--- ABOUT THIS TASK ---
Would you transcribe the line that holds "petal in the photo above.", plus every line beneath it through the end of the data, exactly and with nothing added?

Segment Start: RECORDS FOR THE TASK

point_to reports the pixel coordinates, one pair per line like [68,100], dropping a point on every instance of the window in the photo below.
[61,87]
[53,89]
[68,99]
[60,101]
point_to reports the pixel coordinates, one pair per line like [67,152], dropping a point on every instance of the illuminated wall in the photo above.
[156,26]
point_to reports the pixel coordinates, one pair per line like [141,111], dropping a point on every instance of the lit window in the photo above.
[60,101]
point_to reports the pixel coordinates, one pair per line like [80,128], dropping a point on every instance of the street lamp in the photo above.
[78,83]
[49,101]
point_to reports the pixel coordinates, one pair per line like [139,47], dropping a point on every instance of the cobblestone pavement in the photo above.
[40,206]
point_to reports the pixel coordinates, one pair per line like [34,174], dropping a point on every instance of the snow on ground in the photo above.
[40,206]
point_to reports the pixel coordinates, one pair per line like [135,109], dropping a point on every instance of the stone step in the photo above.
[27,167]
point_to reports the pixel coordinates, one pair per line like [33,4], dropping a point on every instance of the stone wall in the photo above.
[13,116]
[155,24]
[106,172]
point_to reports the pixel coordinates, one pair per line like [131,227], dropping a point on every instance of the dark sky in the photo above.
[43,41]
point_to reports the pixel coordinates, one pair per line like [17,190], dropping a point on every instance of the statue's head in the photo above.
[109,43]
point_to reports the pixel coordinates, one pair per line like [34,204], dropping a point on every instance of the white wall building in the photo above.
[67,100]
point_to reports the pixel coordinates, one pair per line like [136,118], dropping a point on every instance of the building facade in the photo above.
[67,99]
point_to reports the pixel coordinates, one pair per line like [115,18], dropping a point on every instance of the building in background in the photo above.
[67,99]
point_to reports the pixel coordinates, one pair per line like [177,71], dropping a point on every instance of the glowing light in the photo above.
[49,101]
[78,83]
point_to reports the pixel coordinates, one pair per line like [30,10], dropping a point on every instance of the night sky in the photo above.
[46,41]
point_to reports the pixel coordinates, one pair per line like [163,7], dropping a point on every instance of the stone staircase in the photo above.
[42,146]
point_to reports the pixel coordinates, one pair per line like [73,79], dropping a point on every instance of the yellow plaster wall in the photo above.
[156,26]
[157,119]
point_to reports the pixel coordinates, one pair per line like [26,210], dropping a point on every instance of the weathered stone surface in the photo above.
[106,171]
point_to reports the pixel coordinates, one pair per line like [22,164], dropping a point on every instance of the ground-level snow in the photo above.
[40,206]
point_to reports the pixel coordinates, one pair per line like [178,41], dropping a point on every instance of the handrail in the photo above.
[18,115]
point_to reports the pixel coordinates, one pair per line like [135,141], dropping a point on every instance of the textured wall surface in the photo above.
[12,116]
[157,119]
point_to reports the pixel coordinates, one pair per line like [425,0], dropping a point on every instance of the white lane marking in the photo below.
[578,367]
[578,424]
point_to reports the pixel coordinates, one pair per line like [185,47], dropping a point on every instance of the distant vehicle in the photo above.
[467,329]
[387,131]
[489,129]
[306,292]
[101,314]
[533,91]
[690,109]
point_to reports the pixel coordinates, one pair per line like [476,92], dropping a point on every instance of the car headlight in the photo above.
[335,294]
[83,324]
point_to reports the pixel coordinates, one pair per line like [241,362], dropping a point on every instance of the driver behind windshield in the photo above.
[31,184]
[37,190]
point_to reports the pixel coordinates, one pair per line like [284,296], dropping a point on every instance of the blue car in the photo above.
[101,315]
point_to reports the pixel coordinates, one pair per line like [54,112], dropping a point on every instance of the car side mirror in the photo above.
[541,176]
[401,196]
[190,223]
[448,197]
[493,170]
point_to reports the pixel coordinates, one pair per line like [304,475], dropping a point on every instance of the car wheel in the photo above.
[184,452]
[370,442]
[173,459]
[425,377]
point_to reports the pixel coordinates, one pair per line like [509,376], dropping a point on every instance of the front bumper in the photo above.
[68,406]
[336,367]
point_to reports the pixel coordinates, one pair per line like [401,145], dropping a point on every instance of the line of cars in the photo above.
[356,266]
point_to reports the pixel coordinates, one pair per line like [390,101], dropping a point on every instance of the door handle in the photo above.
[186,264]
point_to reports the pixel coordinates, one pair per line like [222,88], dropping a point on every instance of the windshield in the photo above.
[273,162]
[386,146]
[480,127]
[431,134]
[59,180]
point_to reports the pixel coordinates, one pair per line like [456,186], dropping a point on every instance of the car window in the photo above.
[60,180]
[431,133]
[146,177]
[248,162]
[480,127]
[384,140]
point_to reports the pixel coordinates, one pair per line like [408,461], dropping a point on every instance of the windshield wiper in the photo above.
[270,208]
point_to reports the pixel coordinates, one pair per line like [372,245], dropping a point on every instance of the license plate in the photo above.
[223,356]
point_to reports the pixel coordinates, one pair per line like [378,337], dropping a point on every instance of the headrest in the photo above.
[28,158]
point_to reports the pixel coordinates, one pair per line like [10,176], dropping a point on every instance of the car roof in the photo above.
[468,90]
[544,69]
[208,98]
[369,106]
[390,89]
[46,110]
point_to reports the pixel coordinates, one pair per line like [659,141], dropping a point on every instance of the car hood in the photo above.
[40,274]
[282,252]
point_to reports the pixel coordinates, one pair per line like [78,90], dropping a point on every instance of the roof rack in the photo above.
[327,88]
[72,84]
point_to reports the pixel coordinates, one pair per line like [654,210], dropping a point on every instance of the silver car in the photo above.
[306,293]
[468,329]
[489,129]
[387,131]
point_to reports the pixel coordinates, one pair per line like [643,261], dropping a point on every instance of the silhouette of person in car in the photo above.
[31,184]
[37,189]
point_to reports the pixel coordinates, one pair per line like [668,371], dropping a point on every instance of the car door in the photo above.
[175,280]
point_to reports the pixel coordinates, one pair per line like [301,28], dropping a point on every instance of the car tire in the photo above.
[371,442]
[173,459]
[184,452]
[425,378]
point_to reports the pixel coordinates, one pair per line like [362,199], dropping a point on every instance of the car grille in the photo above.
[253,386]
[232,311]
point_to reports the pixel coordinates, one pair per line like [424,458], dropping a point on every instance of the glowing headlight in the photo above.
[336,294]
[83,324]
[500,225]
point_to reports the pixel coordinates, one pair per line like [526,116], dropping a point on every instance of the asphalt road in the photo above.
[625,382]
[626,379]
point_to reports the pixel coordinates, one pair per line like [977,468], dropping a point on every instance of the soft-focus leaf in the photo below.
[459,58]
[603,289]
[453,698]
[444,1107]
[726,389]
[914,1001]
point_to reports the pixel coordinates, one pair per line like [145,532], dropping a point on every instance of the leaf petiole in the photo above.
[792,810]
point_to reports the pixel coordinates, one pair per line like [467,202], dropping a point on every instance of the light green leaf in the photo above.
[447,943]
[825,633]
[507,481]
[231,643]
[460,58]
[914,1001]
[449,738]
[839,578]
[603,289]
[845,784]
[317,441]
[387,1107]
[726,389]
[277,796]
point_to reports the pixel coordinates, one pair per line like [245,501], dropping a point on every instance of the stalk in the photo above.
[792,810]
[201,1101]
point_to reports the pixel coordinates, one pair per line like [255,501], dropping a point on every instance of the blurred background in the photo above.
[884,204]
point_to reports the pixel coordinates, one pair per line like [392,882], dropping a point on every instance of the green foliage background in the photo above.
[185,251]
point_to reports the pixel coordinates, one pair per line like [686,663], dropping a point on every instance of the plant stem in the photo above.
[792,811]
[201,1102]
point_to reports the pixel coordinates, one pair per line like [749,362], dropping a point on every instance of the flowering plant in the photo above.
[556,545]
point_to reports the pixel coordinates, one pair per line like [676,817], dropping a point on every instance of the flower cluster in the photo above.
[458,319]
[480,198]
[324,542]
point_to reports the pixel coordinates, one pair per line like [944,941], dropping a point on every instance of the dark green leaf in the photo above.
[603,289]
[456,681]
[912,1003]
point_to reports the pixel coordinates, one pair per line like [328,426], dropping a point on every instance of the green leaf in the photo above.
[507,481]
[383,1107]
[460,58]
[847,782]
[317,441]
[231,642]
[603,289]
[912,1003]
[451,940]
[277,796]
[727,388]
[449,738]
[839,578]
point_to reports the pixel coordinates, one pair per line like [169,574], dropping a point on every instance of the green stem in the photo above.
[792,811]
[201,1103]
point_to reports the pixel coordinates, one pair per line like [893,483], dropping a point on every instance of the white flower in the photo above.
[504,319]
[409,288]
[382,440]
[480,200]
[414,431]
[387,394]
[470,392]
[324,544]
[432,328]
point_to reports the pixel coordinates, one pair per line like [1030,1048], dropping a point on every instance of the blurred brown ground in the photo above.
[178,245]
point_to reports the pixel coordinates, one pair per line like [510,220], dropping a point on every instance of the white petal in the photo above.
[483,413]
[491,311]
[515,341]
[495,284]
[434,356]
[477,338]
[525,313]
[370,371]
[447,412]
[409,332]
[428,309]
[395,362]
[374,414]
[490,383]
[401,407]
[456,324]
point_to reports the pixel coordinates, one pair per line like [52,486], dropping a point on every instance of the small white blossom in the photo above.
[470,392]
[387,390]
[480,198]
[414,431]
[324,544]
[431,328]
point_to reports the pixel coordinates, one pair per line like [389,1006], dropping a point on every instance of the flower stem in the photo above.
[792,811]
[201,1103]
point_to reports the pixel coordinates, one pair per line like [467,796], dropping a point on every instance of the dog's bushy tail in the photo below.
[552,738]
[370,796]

Segment End: RECORDS FOR THE TASK

--- ANSWER BELOW ---
point_to reports the pixel coordinates, one pair per line like [510,220], dropping a point on every instance of the white petal in the photo above.
[483,413]
[491,311]
[515,341]
[495,284]
[434,356]
[477,338]
[525,313]
[370,371]
[447,412]
[409,332]
[428,309]
[395,362]
[374,414]
[490,383]
[401,407]
[456,324]
point_to reports the pixel coordinates, one pair per line like [52,486], dropping a point on every instance of the small white blossom in the photo above.
[470,392]
[387,390]
[480,198]
[414,431]
[324,544]
[431,328]
point_to reports the pixel coordinates, one pair per line like [389,1006], dropping a point on every instance of the flower stem in the photo above.
[792,811]
[201,1103]
point_to reports the pixel coordinates, one pair per line like [467,796], dropping a point on every instance of the dog's bushy tail in the photo below.
[552,738]
[370,796]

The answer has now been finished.